### What this exercise asks
1. Translate this sentence from the article on Givenchy-lès-la-Bassée into Spanish: "The village was first chronicled in the year 870 as "Juventiacum"."
2. According to the article on Givenchy-lès-la-Bassée, which division's courageous stand is commemorated by a memorial in the village?
3. Pick up the article on Givenchy-lès-la-Bassée after its last sentence and write what comes next.

Givenchy-lès-la-Bassée (/fr/, literally Givenchy near La Bassée; Givinchy-lès-l’Bassée) is a commune in the Pas-de-Calais department in the Hauts-de-France region of France.

==Geography==
A farming village situated 4 km west of La Bassée, 8 km east of Béthune and 25 km southwest of Lille, at the junction of the D166 and the D167 roads. The Canal d'Aire flows past the commune, forming its southern border.

==History==
The village was first chronicled in the year 870 as "Juventiacum".

During the First World War, it was completely destroyed, as this was the only part of the entire front that withheld the force of the German offensive in the spring of 1918. The courageous stand of the 55th (West Lancashire) Division is commemorated by a memorial in the village. For much of the war, the village was an area of fierce underground warfare. In 1916, William Hackett was awarded the Victoria Cross for an action at Givenchy. The Tunnellers Memorial at Givenchy, unveiled on 19 June 2010, commemorates Hackett's action.

### Data shown

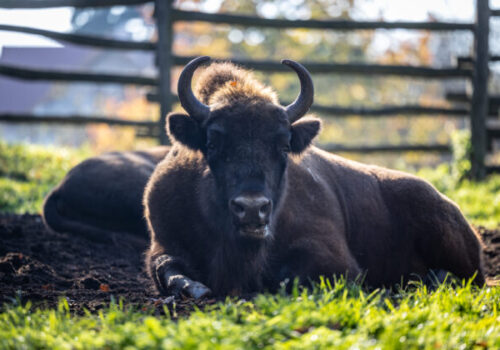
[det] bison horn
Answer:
[177,56,210,122]
[281,60,314,124]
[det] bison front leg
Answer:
[148,254,211,299]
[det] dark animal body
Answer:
[43,147,169,241]
[47,57,484,297]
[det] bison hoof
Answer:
[167,275,212,299]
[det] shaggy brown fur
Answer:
[144,63,484,297]
[43,147,168,241]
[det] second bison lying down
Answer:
[44,57,484,297]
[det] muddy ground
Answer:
[0,214,500,312]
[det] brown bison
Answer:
[45,57,484,297]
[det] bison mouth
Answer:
[238,225,271,239]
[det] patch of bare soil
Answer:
[0,214,214,313]
[0,214,500,314]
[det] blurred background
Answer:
[0,0,500,169]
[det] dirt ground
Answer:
[0,214,500,312]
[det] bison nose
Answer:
[229,195,271,225]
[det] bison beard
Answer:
[44,57,484,298]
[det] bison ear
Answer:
[290,118,321,154]
[167,113,204,151]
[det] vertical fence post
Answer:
[471,0,490,180]
[155,0,173,145]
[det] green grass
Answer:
[0,281,500,349]
[0,143,500,349]
[0,142,90,214]
[0,142,500,228]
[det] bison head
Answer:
[168,56,320,239]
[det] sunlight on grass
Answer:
[0,142,500,228]
[0,280,500,349]
[0,142,90,213]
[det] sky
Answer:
[0,0,500,55]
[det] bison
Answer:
[45,57,485,298]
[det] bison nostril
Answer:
[230,199,245,218]
[260,203,271,215]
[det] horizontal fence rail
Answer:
[172,9,474,31]
[0,24,156,51]
[0,113,158,128]
[0,64,158,86]
[0,0,486,163]
[318,144,451,153]
[0,0,153,9]
[173,56,472,78]
[146,92,470,118]
[0,113,451,153]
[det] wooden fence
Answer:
[0,0,494,179]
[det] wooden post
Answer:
[155,0,173,145]
[471,0,490,180]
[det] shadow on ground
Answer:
[0,214,500,312]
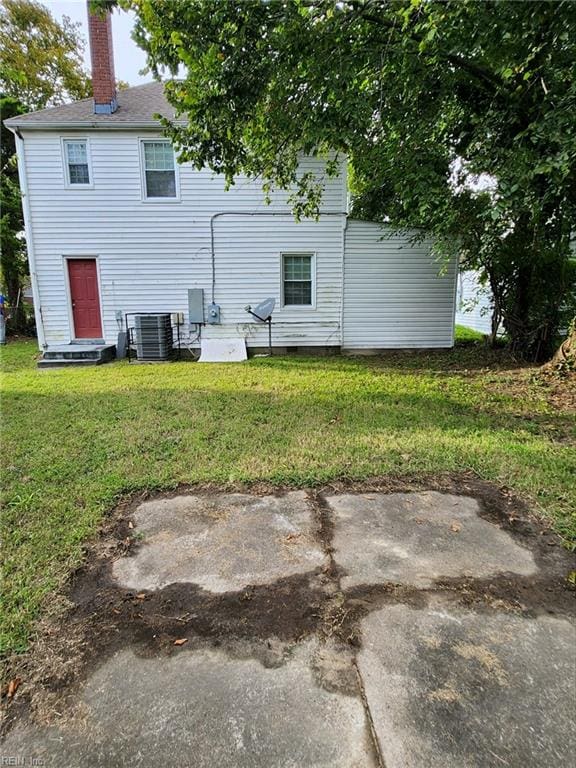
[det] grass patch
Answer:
[454,325,485,343]
[1,341,576,653]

### Set of answers
1. El pueblo fue mencionado por primera vez en las crónicas en el año 870 como «Juventiacum».

2. The 55th (West Lancashire) Division.

3.
During the Second World War, at the time of the withdrawal of British troops towards Dunkirk, the school, mayor's office and the memorial village hall were again destroyed. After the devastation of that war, the citizens of Liverpool donated reading books and money to the town of Givenchy-les-la-Bassee. The town hall of Givenchy has a plaque on the front wall thanking the City of Liverpool for its kindness and support for the town.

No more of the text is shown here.